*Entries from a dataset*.
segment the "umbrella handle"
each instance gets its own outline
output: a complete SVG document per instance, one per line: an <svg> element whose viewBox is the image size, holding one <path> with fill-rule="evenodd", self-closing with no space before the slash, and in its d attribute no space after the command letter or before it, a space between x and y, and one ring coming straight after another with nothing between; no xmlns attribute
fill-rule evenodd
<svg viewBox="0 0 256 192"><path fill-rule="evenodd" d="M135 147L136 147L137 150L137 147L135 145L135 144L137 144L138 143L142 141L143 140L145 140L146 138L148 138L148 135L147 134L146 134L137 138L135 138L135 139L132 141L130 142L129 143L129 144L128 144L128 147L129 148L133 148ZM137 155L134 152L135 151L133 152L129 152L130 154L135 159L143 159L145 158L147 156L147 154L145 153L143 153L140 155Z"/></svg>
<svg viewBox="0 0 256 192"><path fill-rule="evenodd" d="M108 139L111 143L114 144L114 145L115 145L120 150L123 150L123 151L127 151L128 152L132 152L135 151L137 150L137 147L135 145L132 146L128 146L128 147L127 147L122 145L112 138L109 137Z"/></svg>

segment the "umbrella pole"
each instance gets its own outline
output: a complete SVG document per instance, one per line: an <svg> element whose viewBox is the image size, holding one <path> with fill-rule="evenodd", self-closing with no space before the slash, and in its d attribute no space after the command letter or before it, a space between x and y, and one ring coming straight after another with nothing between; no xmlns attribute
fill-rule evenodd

==

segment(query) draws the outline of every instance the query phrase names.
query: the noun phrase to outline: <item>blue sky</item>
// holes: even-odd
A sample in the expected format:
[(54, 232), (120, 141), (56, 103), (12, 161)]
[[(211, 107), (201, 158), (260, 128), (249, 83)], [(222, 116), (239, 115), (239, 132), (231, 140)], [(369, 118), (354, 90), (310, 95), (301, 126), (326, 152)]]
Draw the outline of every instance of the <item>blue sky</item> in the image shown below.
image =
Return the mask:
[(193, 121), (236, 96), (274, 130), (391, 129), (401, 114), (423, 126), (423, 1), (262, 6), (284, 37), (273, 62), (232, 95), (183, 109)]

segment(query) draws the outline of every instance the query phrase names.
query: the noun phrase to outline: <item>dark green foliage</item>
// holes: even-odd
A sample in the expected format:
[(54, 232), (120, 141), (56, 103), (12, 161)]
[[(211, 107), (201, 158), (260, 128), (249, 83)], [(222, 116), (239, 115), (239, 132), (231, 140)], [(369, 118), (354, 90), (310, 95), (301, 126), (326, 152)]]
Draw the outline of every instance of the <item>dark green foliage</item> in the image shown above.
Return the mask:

*EXERCISE INSTRUCTIONS*.
Gather every line of the data above that contains the string "segment". Case counts.

*THE OUTPUT*.
segment the "umbrella handle"
segment the "umbrella pole"
segment(query) draws the outline of every instance the query phrase names.
segment(query) draws the outline of every instance the query phrase names.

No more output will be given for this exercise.